EXERCISE INSTRUCTIONS. Please convert everything from the start of the records down to the line containing "x=496, y=1011", that line included, into a Markdown table with a Row column for the row number and an Entry column for the line, leaving out blank lines.

INPUT RECORDS.
------------------------------------

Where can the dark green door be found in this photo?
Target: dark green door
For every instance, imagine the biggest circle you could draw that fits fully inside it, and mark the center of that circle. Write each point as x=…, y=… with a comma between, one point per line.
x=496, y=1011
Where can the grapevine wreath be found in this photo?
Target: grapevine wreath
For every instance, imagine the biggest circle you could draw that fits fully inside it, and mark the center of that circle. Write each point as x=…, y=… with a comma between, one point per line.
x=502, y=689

------------------------------------

OUTPUT BELOW.
| Row | Entry |
|---|---|
| 1 | Where can the dark green door be found in this photo? |
| 2 | Target: dark green door |
| 3 | For every instance, imagine the biggest circle you could draw that fits fully inside it, and mark the center of that circle. Write each point as x=…, y=… with a comma between, one point per line. |
| 4 | x=496, y=1011 |